• _STATED TASK_:
Report every line in the items below that contains the word "green", copying each line in full.

________________

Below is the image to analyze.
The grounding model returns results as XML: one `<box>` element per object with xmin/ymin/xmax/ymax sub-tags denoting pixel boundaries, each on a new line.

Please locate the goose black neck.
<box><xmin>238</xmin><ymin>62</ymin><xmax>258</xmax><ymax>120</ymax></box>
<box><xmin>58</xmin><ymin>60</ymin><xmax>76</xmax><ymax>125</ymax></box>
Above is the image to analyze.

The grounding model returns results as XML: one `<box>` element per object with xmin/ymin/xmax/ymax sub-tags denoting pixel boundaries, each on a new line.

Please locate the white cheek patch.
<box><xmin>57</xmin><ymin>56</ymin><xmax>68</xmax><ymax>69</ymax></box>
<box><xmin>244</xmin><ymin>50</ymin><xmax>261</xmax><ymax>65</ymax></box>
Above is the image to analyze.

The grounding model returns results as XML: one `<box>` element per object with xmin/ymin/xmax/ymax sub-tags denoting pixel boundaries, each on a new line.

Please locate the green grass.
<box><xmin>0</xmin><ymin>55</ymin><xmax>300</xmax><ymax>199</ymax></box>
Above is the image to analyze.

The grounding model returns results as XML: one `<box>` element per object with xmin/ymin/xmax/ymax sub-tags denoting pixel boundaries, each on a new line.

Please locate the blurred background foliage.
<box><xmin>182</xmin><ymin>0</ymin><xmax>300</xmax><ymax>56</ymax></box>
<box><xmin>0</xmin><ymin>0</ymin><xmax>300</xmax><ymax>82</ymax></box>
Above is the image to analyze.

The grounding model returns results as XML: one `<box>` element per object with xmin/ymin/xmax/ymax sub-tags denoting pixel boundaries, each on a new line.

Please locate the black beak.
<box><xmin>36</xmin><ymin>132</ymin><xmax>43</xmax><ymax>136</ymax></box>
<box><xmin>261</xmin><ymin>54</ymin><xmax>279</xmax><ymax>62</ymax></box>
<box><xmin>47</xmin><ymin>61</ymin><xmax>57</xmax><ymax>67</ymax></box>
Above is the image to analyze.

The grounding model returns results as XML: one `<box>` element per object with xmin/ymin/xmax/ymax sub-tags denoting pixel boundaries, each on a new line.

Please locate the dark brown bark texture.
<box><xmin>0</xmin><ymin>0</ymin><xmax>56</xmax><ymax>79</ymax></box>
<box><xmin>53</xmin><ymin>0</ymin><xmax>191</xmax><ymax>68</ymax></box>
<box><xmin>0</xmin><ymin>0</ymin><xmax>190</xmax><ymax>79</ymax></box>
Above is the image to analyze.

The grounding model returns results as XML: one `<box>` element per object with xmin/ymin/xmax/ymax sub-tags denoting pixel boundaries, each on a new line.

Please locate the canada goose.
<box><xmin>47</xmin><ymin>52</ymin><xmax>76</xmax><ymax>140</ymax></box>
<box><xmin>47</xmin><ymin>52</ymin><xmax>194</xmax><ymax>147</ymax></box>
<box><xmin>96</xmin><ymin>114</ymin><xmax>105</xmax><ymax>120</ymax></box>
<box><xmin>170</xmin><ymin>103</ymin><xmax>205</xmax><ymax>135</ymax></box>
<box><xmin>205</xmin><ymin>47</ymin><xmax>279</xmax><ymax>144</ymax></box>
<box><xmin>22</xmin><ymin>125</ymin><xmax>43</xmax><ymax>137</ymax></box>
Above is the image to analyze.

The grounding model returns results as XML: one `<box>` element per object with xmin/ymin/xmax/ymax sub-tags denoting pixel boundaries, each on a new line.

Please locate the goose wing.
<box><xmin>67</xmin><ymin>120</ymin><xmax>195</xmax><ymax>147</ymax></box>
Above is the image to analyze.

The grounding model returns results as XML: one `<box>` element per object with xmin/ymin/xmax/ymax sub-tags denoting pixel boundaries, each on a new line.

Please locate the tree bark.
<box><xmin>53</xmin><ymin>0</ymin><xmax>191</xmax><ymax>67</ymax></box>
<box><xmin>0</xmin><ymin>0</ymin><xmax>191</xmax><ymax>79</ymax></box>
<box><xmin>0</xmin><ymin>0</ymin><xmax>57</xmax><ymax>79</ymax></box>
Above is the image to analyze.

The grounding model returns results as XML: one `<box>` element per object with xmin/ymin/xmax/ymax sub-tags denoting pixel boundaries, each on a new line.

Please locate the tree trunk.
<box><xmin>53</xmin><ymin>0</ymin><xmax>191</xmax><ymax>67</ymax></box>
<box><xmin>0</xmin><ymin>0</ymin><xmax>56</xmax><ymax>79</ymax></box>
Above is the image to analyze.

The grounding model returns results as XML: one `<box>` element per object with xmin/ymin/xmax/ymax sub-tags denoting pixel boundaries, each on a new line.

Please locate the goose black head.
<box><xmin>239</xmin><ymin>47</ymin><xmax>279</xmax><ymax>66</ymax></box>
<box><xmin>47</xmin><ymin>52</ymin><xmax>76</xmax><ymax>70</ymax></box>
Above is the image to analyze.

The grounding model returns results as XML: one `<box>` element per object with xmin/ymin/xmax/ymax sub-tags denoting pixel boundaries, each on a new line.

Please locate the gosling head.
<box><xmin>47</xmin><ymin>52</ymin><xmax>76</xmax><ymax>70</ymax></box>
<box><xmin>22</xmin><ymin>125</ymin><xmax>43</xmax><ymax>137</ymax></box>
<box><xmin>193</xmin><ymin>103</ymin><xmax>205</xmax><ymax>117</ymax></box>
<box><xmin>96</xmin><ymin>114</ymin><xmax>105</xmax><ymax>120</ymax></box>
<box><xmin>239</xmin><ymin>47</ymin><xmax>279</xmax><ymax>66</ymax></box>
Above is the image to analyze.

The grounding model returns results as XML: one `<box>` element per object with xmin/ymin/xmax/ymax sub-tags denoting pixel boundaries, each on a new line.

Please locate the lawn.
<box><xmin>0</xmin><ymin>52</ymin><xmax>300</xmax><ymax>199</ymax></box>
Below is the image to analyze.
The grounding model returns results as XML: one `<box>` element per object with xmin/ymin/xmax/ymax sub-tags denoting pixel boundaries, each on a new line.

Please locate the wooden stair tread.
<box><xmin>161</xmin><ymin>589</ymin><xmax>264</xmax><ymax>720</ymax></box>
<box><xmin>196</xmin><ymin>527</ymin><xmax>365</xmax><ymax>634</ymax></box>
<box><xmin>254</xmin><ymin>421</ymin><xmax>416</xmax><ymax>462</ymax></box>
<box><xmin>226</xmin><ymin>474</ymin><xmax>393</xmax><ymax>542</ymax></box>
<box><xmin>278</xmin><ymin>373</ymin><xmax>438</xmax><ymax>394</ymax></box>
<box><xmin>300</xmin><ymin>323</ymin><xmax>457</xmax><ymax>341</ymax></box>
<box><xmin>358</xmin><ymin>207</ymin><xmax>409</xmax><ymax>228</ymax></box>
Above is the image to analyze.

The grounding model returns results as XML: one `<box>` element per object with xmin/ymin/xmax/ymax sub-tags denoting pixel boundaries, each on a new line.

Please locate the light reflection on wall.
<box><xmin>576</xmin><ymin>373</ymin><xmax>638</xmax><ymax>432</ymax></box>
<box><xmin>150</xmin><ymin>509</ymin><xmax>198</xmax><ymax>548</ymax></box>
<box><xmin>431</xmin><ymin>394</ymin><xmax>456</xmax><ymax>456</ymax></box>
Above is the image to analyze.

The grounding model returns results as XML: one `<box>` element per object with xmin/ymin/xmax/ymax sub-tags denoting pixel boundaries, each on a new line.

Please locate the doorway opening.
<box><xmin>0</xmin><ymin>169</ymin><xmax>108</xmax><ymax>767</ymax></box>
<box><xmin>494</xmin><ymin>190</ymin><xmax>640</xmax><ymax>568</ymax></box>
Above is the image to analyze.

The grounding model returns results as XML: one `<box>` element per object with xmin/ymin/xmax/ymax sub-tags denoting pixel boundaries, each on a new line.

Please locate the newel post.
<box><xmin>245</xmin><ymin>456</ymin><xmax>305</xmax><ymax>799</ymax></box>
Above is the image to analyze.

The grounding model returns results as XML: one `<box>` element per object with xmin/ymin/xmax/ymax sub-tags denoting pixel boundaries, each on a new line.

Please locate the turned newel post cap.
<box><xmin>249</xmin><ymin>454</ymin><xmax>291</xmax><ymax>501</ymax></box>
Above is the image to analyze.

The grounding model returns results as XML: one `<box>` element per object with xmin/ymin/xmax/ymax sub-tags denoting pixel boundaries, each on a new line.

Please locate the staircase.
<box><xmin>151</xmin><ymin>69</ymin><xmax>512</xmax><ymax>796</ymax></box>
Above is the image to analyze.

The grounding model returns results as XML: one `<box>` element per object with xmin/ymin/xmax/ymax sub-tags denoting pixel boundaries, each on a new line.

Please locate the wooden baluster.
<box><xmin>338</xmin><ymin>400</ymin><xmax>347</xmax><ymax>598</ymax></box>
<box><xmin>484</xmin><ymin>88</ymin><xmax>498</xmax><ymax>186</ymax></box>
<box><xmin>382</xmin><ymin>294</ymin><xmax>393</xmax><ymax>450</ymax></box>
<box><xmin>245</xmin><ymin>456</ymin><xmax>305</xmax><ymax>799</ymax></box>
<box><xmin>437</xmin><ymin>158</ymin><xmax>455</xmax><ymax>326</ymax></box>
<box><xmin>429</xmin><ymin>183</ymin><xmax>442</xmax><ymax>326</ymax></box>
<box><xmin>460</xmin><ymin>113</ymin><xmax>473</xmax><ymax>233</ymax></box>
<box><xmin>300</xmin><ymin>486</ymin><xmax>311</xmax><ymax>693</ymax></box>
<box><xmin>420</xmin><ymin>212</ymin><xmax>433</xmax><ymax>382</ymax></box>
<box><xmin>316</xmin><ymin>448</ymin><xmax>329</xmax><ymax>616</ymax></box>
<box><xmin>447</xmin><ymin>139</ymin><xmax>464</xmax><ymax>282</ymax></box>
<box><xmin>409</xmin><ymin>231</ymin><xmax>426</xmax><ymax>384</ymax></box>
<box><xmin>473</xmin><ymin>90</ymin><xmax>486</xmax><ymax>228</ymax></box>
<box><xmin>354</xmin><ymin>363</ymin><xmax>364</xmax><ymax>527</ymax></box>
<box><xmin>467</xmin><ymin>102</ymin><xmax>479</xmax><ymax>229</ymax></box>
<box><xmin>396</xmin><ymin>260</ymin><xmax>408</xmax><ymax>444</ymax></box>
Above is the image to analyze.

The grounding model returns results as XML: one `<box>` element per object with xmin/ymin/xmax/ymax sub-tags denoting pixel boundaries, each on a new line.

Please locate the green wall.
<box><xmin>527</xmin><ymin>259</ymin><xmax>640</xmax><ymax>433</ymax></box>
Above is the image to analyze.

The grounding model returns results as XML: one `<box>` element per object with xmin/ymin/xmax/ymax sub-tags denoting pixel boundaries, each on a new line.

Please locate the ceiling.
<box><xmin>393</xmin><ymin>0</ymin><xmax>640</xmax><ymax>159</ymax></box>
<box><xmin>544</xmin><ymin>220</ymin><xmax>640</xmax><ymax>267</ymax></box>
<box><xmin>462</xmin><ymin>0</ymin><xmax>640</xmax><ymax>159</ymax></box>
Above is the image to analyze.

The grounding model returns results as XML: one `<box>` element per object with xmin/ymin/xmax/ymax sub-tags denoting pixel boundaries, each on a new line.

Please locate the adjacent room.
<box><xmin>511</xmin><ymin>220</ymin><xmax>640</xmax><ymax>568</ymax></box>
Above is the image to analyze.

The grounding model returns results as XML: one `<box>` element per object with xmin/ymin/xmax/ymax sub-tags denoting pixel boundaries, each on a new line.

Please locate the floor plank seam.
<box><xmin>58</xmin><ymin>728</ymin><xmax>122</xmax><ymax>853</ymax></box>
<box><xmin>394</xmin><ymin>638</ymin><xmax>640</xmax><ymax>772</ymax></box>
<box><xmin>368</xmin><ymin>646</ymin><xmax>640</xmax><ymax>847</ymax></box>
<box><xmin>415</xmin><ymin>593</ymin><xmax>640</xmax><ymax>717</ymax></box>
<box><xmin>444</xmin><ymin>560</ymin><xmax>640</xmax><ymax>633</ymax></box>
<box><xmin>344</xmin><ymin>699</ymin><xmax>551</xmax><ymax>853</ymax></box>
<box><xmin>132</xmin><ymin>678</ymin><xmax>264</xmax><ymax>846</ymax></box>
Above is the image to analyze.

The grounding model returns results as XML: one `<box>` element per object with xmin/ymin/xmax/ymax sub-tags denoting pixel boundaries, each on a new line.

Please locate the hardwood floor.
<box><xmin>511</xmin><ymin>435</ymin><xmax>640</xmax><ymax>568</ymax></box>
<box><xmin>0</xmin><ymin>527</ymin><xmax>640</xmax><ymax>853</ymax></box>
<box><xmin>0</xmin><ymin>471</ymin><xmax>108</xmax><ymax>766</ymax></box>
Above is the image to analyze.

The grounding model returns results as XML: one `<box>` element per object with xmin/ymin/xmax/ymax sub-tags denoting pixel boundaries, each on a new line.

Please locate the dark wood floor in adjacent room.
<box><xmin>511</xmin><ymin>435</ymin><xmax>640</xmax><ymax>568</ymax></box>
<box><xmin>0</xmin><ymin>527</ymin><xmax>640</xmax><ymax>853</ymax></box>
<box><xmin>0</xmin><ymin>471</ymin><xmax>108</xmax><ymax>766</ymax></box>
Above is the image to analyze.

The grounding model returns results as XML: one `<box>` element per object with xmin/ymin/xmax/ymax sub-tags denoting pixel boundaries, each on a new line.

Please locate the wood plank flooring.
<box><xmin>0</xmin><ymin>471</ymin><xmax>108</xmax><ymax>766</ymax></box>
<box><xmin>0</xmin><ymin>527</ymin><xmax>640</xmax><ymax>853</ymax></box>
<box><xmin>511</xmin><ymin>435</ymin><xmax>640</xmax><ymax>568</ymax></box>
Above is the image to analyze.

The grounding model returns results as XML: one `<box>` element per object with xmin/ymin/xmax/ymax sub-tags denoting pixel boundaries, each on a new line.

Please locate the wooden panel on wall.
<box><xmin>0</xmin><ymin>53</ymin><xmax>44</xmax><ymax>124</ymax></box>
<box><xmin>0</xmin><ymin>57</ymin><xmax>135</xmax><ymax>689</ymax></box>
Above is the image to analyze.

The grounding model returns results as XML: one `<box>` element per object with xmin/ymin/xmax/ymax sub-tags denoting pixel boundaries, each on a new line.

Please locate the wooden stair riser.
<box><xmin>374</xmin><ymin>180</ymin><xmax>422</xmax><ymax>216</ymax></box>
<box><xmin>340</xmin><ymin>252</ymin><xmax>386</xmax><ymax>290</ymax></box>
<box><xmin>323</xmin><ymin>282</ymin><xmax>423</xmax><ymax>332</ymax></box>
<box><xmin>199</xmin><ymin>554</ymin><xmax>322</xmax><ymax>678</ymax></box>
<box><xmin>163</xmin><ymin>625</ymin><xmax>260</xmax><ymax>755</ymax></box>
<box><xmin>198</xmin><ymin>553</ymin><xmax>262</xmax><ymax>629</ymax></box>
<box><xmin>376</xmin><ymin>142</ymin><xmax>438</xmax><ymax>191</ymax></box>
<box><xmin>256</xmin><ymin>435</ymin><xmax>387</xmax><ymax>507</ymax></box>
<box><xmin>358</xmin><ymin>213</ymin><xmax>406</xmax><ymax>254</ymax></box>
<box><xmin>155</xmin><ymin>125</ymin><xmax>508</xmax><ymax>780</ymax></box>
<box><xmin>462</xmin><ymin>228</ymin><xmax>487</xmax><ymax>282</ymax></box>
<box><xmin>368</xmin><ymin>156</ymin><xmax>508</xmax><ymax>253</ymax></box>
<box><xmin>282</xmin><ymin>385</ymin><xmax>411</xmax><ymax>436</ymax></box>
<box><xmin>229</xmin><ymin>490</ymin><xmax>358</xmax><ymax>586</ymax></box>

________________

• _SOLUTION TO THIS PROBLEM_:
Please locate the green grass.
Please locate the green wall.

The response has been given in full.